Please copy all of the data below line for line, leaving out the pictures.

## SUPPLIED INFORMATION
○ ○ ○ ○
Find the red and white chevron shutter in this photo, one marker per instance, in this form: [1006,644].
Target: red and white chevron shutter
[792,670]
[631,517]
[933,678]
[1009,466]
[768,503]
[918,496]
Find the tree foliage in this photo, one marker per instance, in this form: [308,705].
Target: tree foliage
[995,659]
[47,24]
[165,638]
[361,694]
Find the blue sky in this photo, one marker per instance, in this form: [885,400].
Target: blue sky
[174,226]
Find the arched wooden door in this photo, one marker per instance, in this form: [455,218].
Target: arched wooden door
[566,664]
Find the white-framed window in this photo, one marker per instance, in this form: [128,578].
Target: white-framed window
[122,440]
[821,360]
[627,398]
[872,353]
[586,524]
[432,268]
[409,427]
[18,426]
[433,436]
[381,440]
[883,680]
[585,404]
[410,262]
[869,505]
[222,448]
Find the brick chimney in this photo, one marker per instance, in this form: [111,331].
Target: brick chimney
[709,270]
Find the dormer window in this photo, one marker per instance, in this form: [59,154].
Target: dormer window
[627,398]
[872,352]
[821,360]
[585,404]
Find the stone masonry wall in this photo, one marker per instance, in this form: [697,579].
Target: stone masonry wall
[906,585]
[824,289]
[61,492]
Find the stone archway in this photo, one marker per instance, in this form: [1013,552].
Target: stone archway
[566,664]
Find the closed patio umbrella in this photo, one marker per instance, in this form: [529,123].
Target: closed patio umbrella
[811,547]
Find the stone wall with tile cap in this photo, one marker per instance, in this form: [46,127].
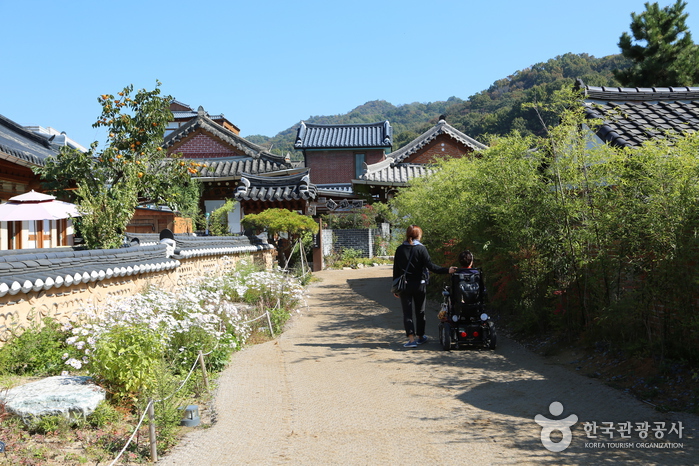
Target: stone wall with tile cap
[60,283]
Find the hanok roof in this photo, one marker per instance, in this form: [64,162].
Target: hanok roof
[255,160]
[235,167]
[631,116]
[22,146]
[372,135]
[442,127]
[22,271]
[26,270]
[389,173]
[293,186]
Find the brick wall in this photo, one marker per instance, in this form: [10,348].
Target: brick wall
[202,145]
[337,166]
[443,146]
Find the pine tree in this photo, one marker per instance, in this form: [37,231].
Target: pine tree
[663,53]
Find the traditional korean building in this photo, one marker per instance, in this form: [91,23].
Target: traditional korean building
[289,189]
[225,154]
[631,116]
[337,154]
[383,178]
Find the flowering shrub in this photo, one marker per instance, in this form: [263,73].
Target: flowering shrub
[124,343]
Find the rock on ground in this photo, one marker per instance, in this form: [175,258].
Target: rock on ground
[70,396]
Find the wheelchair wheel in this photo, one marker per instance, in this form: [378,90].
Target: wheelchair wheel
[445,337]
[493,341]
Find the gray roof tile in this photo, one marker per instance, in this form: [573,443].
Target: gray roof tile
[22,145]
[631,116]
[442,127]
[203,122]
[371,135]
[276,188]
[389,172]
○ ○ ○ ○
## TASK SOLUTION
Find the red and white chevron shutter in this photo, one marker per instance, in this form: [1006,644].
Target: red and white chevron shutter
[792,670]
[631,517]
[933,678]
[1009,466]
[768,503]
[918,496]
Find the tree foliage in this photo, one marker per instance, in this form: [308,705].
Target: tree foliage
[995,659]
[47,24]
[165,638]
[361,694]
Find the blue sky in this photo, one marker per instance, in this form: [885,400].
Target: blue sky
[174,226]
Find the arched wooden door in this photo, one marker per instance, in this form: [455,218].
Target: arched wooden door
[566,664]
Find the white-framed window in this photo, one marker per instance, in this form: [128,578].
Target: white-framed window
[122,440]
[821,360]
[627,398]
[872,353]
[586,524]
[432,268]
[409,427]
[18,426]
[433,436]
[381,440]
[883,680]
[585,404]
[410,262]
[869,505]
[222,448]
Find the brick chimney in this photo, one marker per instance, in this form: [111,331].
Target: brick chimney
[709,270]
Find the dormer window in this photo, one marker per instance, in this form: [59,154].
Target: dormer window
[627,398]
[872,352]
[821,360]
[585,404]
Find the stone masonry wall in this photo, one marker per instance, in this form: [697,579].
Target: stone masonry wall
[906,585]
[824,289]
[61,492]
Find the stone archway in this photo, one marker per instance, in this form: [1013,552].
Target: stone archway
[566,664]
Find the closed patio umbrella in this photo, one marker per instance, in this form: [529,123].
Target: closed patio umbrella
[811,547]
Find the stone wall with tile cap in this photo, one marker per instance, in this form: [46,127].
Target: stone wall with tile cap
[60,283]
Find the hanok roof in this photo, one marker per instance, in this form: [64,162].
Target: hanok roof
[255,160]
[235,167]
[631,116]
[22,146]
[372,135]
[442,127]
[22,271]
[26,270]
[389,173]
[293,186]
Find the brick wall in this photo, one marker per instance, in this form: [10,348].
Target: brick wall
[202,145]
[337,166]
[443,146]
Find the pine tree in this photo, one marker per instance, in this form: [37,231].
Target: pine tree
[663,53]
Find the traditional korean building in this photo, one marker per instance, in this form: [91,23].
Target: traditional korean building
[289,189]
[225,154]
[631,116]
[337,154]
[383,178]
Find the flowering shrub in this photo, one marker per instance, in this form: [263,73].
Target: flowering shrub
[124,343]
Find the rock on ground in this photo, one marker per instance, in this form: [175,258].
Target: rock on ground
[70,396]
Find the wheelchair wheel in this photo, one marker per instance, in this form: [378,90].
Target: wheelchair wheel
[445,337]
[493,341]
Find the gray roof tile in this photo, one marker per instance, in this form: [573,443].
Target: gray roof tile
[22,145]
[631,116]
[442,127]
[203,122]
[371,135]
[276,188]
[389,172]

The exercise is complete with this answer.